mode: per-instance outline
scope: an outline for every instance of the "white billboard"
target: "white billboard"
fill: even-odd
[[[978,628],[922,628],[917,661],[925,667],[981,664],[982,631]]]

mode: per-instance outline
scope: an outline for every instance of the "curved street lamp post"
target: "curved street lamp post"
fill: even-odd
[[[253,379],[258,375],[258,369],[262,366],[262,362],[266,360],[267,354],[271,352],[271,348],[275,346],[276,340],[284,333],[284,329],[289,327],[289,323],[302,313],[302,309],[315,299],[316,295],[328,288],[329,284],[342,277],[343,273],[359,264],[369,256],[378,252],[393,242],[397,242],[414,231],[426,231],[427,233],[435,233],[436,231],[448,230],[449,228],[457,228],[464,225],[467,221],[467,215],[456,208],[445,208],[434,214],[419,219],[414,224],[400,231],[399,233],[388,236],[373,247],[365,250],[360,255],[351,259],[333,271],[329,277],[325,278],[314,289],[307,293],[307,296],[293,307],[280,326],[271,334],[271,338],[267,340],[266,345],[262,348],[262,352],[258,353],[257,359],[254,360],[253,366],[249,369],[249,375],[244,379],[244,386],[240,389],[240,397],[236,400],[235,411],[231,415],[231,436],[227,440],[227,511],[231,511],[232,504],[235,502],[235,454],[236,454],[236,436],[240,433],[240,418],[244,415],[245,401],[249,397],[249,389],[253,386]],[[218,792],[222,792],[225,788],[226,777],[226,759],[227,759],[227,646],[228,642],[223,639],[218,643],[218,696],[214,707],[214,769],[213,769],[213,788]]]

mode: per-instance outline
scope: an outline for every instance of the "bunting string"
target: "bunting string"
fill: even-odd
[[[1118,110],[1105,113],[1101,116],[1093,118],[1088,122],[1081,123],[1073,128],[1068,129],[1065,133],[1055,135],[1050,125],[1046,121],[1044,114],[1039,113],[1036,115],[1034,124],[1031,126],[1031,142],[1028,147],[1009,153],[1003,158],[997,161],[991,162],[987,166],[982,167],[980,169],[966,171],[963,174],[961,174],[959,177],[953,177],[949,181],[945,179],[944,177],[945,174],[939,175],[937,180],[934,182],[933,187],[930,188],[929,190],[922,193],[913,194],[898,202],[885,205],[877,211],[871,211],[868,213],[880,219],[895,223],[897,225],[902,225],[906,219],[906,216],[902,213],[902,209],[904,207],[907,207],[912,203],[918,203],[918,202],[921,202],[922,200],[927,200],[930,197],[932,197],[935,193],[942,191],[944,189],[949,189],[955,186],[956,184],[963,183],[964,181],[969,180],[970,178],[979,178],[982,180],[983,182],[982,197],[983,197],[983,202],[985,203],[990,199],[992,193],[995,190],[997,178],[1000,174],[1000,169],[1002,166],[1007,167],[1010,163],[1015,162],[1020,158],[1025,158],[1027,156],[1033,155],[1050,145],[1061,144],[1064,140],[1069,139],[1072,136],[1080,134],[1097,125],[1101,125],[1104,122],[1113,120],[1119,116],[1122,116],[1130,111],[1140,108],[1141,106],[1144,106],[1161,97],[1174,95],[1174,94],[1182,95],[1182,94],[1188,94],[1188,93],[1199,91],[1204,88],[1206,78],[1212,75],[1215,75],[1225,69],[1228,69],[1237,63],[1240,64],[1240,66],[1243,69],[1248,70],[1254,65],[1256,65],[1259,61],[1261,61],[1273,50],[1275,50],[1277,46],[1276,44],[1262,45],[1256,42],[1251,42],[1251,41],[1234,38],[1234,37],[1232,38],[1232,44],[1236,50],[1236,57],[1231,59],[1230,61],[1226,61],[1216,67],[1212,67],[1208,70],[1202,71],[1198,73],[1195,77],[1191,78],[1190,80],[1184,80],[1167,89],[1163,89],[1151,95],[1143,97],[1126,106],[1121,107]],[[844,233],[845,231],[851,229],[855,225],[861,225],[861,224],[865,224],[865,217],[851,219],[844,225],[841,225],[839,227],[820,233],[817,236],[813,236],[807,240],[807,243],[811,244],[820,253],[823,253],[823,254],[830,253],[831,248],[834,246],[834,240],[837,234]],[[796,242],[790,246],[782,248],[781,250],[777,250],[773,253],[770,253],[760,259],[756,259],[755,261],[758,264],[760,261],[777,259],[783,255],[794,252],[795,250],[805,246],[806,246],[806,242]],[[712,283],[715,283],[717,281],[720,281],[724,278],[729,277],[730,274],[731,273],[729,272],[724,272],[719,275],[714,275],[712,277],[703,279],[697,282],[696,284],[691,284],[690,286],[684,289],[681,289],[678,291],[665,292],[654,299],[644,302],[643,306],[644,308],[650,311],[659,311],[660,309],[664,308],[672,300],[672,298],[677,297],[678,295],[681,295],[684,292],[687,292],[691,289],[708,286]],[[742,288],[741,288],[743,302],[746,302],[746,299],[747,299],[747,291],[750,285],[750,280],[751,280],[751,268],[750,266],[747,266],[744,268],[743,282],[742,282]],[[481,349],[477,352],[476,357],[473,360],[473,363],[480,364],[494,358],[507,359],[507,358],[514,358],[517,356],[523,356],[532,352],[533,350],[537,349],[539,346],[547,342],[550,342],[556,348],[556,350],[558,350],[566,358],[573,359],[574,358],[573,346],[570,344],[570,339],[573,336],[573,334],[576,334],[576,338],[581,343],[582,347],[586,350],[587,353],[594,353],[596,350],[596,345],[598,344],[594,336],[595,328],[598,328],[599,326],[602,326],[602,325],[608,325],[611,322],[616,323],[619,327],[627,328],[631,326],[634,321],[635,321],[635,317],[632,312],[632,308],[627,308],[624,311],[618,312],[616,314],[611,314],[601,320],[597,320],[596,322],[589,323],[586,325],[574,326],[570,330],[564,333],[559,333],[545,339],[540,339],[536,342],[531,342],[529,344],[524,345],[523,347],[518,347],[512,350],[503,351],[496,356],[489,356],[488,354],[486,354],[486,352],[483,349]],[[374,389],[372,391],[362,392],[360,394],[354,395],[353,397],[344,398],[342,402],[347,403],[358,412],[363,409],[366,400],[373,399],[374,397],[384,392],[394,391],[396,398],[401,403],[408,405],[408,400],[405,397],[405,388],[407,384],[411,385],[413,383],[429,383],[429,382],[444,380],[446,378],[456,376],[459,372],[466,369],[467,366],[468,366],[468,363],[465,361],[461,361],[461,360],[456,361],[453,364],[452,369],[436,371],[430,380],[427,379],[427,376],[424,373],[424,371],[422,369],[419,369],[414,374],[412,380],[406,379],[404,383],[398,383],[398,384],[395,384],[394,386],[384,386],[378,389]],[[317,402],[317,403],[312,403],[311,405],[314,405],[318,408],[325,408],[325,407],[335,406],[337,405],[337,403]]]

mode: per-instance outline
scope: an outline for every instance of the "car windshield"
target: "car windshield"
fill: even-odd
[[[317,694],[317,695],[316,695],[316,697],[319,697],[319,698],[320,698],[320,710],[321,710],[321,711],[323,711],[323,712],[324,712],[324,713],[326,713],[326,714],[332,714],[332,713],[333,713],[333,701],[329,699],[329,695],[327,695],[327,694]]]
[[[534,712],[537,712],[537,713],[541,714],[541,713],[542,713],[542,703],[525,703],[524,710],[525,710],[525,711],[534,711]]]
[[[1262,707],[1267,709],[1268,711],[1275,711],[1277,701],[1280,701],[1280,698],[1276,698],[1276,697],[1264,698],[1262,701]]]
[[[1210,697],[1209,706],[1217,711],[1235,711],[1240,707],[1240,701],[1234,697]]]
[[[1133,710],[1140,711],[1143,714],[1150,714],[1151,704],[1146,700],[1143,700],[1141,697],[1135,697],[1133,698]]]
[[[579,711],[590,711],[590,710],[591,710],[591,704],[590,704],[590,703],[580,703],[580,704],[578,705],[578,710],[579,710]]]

Exercise objective:
Only a number is wanted here: how many lines of the data hold the string "curved".

Written solution:
2